• **RECORDS FOR THIS TASK**:
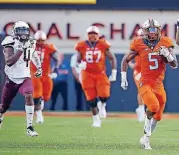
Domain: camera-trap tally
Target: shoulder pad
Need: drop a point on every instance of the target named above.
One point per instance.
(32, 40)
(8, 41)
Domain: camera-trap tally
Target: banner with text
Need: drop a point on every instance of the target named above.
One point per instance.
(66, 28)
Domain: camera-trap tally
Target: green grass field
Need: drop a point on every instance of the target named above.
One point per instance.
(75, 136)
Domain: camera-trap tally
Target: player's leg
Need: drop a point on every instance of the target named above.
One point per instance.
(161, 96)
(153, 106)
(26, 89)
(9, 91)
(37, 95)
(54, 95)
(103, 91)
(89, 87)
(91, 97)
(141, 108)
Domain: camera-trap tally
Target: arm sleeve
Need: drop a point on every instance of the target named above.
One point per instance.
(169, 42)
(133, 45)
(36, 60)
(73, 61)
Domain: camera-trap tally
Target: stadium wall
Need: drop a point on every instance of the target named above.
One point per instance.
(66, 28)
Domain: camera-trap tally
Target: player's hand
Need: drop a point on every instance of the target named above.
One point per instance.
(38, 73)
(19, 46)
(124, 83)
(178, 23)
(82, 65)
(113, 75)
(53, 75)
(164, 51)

...

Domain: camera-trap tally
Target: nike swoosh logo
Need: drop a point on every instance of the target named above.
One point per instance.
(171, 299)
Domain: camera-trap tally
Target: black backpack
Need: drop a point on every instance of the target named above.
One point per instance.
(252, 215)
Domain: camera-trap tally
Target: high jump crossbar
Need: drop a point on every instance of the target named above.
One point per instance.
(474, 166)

• **SET EXERCISE**: Extract each line from the rows above that contains the string "player", copying every such line in full.

• **ANSWER TO THE PROBLEM**:
Target: player's leg
Target: player's hand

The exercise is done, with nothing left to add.